● Work instructions: Output range, inclusive: from the line containing "364L335 385L326 446L306" to the line containing "positive clicks: (314, 565)". Restate those lines from the data below word for word and only those.

(Beginning of Source data)

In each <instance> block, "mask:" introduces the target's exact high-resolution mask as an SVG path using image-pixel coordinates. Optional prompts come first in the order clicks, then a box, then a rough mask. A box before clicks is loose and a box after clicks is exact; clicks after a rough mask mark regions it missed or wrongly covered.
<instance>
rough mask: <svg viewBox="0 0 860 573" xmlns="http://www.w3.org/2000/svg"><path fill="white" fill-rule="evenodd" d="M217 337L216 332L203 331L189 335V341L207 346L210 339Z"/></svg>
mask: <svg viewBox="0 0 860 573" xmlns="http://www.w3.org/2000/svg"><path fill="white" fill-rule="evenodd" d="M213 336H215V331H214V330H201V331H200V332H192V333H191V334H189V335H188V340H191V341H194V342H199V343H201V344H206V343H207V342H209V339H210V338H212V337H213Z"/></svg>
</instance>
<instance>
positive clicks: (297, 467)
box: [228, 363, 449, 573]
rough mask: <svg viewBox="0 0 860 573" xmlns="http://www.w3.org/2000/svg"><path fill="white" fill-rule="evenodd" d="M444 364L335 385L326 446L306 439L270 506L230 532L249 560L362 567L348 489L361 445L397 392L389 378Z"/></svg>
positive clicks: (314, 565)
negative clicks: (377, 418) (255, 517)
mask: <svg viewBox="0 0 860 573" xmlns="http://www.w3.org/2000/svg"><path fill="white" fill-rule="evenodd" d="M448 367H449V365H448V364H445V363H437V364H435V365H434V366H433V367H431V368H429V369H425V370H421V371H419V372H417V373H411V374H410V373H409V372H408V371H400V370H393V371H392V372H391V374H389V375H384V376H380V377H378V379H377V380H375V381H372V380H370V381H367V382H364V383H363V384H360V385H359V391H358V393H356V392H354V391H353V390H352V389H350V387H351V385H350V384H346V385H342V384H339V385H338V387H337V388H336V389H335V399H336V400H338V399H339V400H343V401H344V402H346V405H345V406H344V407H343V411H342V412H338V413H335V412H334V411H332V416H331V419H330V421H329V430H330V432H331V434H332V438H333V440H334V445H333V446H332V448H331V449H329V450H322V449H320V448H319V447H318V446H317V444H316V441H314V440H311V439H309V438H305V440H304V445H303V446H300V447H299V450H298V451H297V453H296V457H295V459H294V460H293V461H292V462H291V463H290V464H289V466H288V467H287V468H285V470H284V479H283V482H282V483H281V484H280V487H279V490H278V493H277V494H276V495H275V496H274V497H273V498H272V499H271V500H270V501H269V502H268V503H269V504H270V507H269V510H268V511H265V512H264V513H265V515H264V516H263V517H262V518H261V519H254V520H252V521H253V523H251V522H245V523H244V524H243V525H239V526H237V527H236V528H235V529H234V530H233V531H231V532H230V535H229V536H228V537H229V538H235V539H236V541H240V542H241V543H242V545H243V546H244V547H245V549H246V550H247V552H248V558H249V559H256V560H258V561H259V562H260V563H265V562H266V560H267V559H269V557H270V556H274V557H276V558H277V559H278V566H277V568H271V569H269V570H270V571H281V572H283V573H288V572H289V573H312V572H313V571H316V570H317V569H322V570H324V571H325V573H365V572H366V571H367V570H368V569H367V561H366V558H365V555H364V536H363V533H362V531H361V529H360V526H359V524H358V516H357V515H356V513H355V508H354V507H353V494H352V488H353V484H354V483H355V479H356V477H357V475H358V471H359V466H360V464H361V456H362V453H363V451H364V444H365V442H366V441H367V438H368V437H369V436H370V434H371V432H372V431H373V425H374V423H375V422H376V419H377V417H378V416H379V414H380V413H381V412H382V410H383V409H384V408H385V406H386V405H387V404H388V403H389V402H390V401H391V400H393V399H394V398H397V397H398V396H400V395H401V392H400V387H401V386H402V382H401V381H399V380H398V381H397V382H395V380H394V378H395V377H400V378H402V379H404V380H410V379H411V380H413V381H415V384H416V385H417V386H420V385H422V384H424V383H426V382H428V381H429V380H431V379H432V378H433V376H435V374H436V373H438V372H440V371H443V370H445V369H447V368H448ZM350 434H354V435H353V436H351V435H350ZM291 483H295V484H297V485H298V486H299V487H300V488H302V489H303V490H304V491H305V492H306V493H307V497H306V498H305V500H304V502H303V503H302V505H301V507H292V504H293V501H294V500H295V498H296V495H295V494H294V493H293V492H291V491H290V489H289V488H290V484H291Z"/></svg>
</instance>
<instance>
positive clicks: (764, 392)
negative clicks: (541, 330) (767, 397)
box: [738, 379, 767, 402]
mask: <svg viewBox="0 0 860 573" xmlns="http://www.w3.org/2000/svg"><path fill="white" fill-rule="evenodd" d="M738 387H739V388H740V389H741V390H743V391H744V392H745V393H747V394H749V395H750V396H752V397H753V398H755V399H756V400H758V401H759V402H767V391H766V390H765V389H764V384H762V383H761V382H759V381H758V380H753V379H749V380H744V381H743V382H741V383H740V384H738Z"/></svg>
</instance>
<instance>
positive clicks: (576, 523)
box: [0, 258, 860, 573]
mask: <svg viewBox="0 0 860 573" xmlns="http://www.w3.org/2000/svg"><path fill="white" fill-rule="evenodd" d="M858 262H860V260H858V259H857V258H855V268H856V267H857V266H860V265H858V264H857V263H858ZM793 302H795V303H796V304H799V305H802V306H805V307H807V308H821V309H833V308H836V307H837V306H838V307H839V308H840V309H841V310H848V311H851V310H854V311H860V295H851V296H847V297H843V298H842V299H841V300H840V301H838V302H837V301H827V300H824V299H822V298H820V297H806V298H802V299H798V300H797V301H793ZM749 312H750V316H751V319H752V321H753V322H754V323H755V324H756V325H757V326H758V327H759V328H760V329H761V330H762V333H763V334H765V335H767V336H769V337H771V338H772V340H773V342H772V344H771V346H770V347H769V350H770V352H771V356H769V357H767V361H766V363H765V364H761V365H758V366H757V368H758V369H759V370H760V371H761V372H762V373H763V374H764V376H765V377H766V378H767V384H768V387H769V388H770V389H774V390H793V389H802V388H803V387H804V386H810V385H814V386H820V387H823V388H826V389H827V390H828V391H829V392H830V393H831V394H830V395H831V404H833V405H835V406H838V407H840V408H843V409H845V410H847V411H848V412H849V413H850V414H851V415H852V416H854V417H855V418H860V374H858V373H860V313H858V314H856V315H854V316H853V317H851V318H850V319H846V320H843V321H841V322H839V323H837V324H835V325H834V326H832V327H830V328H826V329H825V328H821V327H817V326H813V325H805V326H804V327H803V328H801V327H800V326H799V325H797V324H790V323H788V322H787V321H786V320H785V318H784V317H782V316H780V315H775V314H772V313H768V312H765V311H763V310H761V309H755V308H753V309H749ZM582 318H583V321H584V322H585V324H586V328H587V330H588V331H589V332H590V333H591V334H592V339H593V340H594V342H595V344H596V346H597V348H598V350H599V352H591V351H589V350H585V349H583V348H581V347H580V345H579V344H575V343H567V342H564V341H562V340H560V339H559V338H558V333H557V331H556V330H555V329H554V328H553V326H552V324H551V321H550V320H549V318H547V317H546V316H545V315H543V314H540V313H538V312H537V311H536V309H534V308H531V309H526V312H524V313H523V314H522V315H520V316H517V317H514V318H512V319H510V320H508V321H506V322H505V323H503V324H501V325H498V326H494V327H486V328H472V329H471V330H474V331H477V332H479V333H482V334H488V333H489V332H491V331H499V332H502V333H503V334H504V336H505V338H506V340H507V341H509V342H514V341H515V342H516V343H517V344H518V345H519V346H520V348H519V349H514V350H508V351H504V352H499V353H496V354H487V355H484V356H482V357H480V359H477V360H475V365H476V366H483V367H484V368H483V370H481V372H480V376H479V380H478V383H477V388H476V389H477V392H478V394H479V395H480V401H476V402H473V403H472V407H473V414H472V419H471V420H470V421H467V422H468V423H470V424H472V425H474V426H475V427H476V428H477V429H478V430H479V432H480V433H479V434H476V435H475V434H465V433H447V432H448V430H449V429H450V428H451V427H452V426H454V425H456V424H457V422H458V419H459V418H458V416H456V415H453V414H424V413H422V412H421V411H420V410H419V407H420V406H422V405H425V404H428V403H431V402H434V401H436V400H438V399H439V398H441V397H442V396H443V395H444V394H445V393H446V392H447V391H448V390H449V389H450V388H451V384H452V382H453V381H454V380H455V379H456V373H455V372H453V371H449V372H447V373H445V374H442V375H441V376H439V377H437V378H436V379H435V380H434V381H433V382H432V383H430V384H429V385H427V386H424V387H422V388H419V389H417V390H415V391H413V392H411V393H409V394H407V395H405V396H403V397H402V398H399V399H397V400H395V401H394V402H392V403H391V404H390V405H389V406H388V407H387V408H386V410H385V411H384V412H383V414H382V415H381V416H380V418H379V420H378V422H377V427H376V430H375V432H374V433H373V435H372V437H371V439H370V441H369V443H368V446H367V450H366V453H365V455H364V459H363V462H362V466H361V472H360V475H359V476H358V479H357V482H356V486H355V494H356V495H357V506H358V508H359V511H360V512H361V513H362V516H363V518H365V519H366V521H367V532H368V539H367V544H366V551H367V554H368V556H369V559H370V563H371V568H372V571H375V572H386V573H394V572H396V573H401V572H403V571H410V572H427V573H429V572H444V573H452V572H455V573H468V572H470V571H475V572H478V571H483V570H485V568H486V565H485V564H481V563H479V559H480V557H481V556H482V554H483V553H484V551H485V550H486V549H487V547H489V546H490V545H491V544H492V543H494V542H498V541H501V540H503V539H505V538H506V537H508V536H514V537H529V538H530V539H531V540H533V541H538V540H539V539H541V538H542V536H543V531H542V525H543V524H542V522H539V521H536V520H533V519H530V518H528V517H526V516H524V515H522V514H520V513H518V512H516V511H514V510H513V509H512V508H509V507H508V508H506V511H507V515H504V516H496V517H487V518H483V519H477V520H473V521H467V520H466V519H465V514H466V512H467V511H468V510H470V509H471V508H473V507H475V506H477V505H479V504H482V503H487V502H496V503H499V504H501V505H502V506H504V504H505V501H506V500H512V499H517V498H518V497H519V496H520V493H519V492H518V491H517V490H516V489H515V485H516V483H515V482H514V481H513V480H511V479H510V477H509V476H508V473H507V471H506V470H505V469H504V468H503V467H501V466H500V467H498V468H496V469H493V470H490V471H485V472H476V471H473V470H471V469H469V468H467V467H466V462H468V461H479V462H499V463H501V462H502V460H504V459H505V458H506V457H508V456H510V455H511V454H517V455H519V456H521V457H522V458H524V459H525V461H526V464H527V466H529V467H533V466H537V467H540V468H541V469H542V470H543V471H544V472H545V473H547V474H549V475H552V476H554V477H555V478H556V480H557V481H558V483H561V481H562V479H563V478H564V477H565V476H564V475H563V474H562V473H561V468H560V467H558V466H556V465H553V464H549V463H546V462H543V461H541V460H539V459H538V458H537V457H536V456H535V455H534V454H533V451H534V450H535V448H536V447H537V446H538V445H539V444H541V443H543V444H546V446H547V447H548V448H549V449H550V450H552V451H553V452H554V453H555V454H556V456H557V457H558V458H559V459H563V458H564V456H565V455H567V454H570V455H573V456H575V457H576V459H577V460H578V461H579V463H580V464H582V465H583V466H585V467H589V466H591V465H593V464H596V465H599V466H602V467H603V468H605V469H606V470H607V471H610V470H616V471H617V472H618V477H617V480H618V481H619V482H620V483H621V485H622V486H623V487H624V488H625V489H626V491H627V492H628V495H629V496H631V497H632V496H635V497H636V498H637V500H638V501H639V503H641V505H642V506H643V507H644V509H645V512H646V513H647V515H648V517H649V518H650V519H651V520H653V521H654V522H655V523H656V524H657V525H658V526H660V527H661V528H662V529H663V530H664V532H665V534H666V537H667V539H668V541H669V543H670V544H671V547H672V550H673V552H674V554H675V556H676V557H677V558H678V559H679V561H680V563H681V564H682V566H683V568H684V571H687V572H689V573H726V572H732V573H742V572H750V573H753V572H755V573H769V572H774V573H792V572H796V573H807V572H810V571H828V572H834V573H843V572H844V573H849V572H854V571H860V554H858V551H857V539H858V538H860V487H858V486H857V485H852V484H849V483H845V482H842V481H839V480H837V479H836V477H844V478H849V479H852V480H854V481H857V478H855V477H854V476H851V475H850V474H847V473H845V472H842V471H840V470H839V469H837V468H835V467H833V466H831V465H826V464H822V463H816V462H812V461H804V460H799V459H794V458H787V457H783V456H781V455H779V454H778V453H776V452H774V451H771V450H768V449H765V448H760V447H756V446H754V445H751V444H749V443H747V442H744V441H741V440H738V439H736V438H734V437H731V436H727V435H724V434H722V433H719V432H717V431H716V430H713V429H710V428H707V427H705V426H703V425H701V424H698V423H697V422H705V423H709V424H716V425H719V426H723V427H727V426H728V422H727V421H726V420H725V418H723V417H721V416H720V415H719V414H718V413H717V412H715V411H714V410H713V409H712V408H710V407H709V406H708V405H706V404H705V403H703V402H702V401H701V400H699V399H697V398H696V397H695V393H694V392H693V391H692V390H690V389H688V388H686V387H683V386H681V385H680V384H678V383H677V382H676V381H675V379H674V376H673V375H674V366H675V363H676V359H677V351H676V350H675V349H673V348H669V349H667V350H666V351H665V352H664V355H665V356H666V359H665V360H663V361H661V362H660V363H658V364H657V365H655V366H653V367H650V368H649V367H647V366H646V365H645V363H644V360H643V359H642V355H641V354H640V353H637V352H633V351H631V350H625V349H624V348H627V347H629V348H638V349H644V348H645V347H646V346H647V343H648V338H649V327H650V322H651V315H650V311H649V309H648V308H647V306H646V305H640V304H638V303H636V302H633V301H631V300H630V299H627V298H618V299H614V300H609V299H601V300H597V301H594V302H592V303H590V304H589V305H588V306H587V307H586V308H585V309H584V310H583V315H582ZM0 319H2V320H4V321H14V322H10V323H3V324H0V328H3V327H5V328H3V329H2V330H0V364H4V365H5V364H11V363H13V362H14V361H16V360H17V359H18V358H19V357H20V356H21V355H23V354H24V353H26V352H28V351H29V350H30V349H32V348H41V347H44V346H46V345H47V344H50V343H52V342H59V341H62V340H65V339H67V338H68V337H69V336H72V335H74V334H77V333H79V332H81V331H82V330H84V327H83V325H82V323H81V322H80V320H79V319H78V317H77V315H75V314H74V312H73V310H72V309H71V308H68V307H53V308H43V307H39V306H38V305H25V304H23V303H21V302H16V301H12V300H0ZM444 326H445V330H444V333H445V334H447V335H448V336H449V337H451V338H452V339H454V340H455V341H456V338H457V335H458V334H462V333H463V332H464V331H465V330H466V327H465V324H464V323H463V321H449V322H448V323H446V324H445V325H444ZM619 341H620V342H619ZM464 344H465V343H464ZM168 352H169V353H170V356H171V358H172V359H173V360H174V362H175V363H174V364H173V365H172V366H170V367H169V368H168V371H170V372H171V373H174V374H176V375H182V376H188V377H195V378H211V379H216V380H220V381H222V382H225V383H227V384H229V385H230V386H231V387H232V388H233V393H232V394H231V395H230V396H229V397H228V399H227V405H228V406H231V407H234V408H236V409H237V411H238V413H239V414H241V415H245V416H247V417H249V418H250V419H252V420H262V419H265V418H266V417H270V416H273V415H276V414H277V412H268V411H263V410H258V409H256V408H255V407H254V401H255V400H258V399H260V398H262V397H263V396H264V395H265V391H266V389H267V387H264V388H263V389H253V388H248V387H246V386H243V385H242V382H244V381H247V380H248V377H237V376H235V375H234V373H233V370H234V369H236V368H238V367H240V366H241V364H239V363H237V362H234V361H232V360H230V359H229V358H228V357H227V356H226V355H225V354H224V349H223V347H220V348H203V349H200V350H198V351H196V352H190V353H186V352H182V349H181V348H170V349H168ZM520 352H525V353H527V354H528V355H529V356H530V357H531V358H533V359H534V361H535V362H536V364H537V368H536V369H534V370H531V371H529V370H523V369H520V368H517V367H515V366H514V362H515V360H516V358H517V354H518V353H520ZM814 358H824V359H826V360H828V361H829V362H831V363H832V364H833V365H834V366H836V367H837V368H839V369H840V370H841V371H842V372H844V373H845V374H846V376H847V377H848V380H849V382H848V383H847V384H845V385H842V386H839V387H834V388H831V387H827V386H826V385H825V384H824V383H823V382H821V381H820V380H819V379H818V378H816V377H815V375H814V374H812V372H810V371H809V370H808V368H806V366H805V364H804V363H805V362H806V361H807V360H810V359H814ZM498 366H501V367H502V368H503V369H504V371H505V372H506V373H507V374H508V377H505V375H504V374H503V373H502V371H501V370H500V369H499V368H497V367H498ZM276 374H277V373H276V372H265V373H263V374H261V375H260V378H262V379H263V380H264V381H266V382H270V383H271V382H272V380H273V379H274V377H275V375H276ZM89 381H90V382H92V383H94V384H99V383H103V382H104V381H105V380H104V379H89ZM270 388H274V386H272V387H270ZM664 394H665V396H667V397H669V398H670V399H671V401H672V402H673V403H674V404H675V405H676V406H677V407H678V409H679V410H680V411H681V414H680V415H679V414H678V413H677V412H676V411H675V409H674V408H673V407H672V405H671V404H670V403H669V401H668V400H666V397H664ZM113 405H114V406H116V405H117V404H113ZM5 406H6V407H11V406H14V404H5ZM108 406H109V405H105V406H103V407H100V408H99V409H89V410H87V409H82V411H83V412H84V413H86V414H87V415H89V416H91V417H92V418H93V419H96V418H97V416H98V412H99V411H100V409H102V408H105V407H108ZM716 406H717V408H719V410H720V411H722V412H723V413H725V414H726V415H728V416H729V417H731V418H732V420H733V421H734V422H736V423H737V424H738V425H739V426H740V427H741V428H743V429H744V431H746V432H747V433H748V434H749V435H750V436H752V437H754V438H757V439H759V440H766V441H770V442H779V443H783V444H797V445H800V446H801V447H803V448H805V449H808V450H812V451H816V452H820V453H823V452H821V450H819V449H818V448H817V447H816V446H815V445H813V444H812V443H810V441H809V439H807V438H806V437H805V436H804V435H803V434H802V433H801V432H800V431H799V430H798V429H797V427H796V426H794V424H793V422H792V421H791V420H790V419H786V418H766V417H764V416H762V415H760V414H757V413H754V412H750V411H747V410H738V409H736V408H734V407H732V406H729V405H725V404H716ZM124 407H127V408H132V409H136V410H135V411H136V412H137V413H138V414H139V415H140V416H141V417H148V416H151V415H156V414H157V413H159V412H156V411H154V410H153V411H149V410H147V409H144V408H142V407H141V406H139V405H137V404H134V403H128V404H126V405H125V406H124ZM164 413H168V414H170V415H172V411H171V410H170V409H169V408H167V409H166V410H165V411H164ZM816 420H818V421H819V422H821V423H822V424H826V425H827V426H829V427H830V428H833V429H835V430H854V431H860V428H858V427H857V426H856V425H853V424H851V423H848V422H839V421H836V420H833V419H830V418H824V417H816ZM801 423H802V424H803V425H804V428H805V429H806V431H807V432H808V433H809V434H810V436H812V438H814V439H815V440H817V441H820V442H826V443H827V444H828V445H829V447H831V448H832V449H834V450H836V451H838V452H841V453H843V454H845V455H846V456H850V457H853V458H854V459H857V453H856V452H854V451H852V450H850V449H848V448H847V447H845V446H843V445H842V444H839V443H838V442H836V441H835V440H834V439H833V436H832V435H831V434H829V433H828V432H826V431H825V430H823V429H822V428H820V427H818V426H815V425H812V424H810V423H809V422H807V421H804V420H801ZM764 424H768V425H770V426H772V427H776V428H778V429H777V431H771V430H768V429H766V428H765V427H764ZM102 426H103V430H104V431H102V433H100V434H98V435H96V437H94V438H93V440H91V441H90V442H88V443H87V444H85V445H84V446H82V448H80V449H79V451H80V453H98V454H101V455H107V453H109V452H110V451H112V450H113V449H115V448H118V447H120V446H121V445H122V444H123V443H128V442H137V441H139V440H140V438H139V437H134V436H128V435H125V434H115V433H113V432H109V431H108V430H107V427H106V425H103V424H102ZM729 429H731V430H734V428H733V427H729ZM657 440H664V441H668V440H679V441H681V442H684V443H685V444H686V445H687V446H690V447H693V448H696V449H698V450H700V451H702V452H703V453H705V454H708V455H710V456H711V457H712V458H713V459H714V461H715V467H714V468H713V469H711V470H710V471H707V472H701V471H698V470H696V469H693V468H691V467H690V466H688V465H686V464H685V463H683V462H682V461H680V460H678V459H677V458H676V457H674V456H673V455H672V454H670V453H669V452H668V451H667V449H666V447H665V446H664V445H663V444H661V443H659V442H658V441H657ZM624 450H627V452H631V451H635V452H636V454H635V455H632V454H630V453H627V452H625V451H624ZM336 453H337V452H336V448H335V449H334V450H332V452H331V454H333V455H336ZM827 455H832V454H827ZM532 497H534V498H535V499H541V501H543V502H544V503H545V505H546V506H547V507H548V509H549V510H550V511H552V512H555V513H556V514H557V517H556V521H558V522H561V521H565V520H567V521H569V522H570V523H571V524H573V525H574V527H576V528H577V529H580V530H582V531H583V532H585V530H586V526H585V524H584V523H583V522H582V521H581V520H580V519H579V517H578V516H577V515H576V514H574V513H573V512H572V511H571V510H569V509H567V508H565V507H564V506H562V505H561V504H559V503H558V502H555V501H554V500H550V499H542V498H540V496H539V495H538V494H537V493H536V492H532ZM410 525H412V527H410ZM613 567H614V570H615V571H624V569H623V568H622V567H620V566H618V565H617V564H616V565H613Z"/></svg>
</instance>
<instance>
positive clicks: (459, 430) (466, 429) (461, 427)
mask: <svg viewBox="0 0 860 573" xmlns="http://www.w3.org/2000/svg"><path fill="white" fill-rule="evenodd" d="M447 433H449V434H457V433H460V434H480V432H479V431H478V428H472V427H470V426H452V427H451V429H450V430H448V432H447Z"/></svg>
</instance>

(End of Source data)

● Exercise answer:
rough mask: <svg viewBox="0 0 860 573" xmlns="http://www.w3.org/2000/svg"><path fill="white" fill-rule="evenodd" d="M444 364L335 385L326 446L306 439L270 506L230 532L249 560L362 567L348 489L361 445L397 392L389 378Z"/></svg>
positive clicks: (314, 565)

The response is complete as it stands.